• _Work order_
When a record contains an image, skip the image and retype the rest of that record exactly.

• _Entries provided_
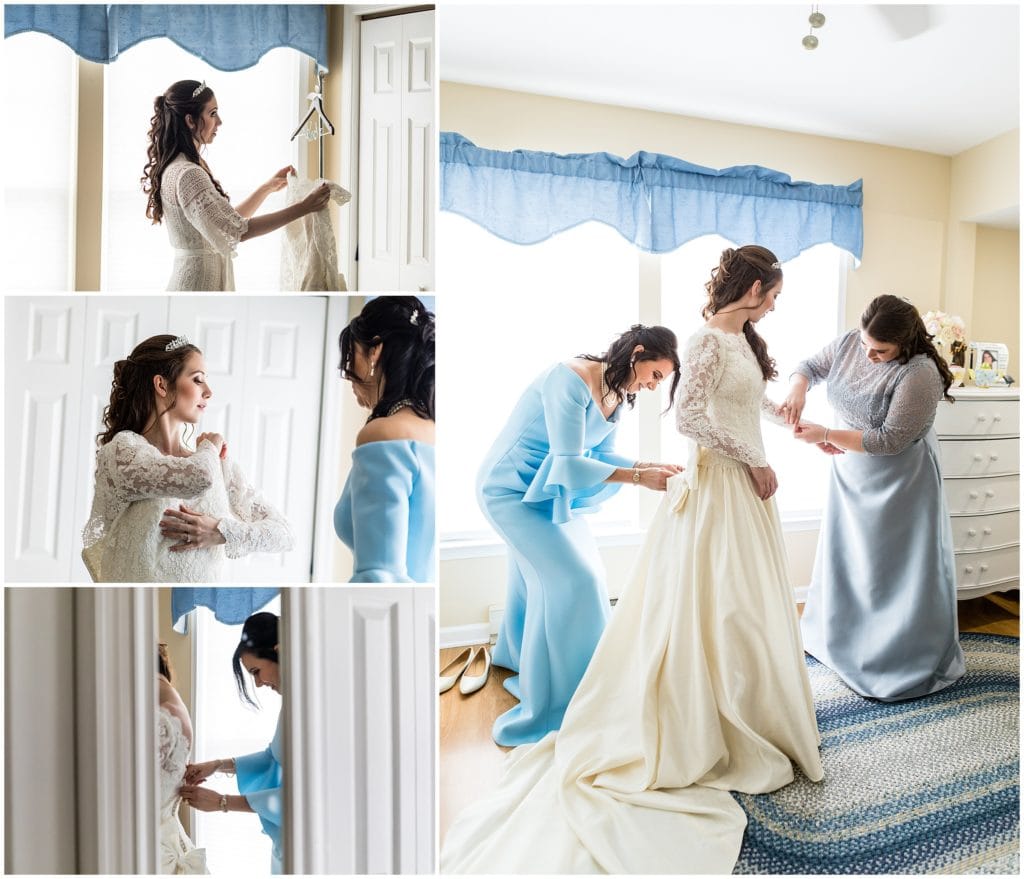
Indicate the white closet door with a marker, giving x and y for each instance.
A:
(380, 153)
(43, 390)
(360, 733)
(114, 325)
(263, 358)
(419, 160)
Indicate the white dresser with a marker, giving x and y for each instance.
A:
(979, 438)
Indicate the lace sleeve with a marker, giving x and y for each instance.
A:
(910, 412)
(816, 369)
(210, 212)
(259, 527)
(702, 364)
(140, 470)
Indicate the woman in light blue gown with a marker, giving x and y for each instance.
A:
(386, 511)
(259, 775)
(553, 460)
(882, 607)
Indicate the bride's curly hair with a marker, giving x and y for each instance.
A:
(730, 281)
(170, 137)
(259, 638)
(658, 343)
(131, 402)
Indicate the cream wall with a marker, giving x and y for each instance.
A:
(908, 209)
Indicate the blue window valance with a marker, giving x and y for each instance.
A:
(656, 202)
(229, 604)
(229, 36)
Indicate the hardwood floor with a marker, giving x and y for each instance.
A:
(471, 762)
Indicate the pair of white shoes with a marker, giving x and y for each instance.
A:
(469, 682)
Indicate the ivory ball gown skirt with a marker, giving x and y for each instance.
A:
(697, 687)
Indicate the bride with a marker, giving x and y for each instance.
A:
(140, 529)
(174, 735)
(697, 686)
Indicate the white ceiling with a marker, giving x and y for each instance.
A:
(943, 90)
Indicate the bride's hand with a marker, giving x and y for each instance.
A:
(193, 530)
(198, 772)
(765, 483)
(200, 798)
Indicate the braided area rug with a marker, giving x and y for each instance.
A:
(926, 786)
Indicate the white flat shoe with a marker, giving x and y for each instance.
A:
(446, 681)
(472, 682)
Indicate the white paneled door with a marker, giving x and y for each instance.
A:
(397, 153)
(264, 362)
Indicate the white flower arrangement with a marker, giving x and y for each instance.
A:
(947, 329)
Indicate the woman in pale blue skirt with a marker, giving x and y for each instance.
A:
(555, 459)
(882, 607)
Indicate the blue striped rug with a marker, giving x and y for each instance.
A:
(926, 786)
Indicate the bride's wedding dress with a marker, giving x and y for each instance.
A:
(697, 686)
(177, 854)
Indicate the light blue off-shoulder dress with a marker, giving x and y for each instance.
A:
(386, 512)
(258, 777)
(882, 607)
(548, 465)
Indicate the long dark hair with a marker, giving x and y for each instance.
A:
(658, 343)
(894, 321)
(131, 390)
(259, 638)
(730, 281)
(406, 330)
(170, 137)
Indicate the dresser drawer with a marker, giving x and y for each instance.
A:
(990, 566)
(985, 532)
(979, 457)
(978, 418)
(992, 494)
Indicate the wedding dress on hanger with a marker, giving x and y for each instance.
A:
(309, 254)
(177, 854)
(697, 686)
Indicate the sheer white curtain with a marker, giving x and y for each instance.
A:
(235, 842)
(515, 310)
(40, 113)
(806, 317)
(260, 108)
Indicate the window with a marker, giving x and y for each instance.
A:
(39, 150)
(224, 726)
(260, 108)
(807, 316)
(518, 311)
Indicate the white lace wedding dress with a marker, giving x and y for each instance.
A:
(177, 854)
(135, 483)
(308, 253)
(697, 686)
(204, 228)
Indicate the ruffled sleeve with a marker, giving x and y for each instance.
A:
(381, 486)
(258, 526)
(910, 412)
(210, 212)
(569, 476)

• _Written reply_
Indicate the white closet door with a marker, giving x and y for each instance.
A:
(380, 153)
(43, 390)
(360, 733)
(114, 325)
(263, 358)
(419, 160)
Indicate the white dresser with a marker, giving x and y for each instance.
A:
(979, 438)
Indicate the lace sleeve with a marker, giving x and y for each instance.
A:
(910, 412)
(816, 369)
(210, 212)
(259, 527)
(702, 364)
(140, 470)
Indicate the woman in light blue gown with a marker, giving x and y for each instance.
A:
(386, 511)
(259, 775)
(553, 460)
(882, 607)
Indicate the bride's curly hair with a marker, giving x and y for each instance.
A:
(730, 281)
(170, 137)
(259, 638)
(658, 343)
(131, 402)
Indicate the cream wall with a marker, giving x and y for each instance.
A:
(908, 209)
Indicate the blue window valance with a marker, giving x and y for each instance.
A:
(656, 202)
(229, 604)
(229, 36)
Indicate the hardwood floor with a marker, giving x and y for each instance.
A:
(471, 762)
Indicate the pair of white shoes with a marker, giving x and y for each instance.
A:
(469, 682)
Indicate the ivory ball gown skirt with a marker, giving x and y for each instance.
A:
(697, 687)
Indicate the bride with a marker, giving x and y for each instance.
A:
(140, 529)
(174, 735)
(697, 686)
Indicate the white ceiling with a marker, giving x and y for each instance.
A:
(943, 90)
Indicate the bride's hand with a marker, giving x and y for each instance.
A:
(193, 530)
(198, 772)
(765, 483)
(200, 798)
Indicate the braided area rug with a marker, giving x and y for each instance.
A:
(926, 786)
Indicate the white flat shoe with a marker, giving x and y for each instance.
A:
(446, 681)
(472, 682)
Indicate the white paneled door with a marker, giving x and y for each instance.
A:
(397, 153)
(264, 362)
Indicate the white flower arrangement with a marker, giving x and y for each instance.
A:
(947, 329)
Indicate the woman in pale blue skirt with a marker, giving x and y for each instance.
A:
(555, 459)
(882, 607)
Indicate the blue striped rug with a marker, giving x and y for each instance.
A:
(926, 786)
Indicate the bride's wedding dress with a marker, giving x and y for each instance.
A:
(697, 686)
(177, 854)
Indicate the light blue off-shoulder dress with a marker, giving x and y for each instance.
A:
(386, 512)
(258, 777)
(882, 607)
(548, 465)
Indicate the long dark hair with a marker, giving x and y for each instance.
A:
(658, 343)
(894, 321)
(131, 390)
(259, 638)
(730, 281)
(406, 330)
(170, 137)
Indicate the dresser drawer with a marker, giving x and y for each instance.
A:
(990, 566)
(985, 532)
(979, 457)
(978, 418)
(992, 494)
Indicate the wedding dress on hanger with a marker, giving x and y for each instance.
A:
(309, 254)
(177, 854)
(697, 686)
Indicate the sheer white curtain with a marker, giving x and y for each instance.
A:
(235, 842)
(515, 310)
(40, 113)
(806, 317)
(260, 108)
Indicate the window with a marker, giving x and y for each instance.
A:
(39, 150)
(224, 726)
(260, 108)
(807, 316)
(518, 311)
Indicate the white lace wedding dress with a marker, giving x and y for each instance.
A:
(177, 854)
(135, 483)
(308, 253)
(697, 686)
(204, 228)
Indicate the ruffled sleeve with a marker, giving x and y for each instance.
A:
(381, 486)
(258, 526)
(910, 412)
(210, 212)
(569, 476)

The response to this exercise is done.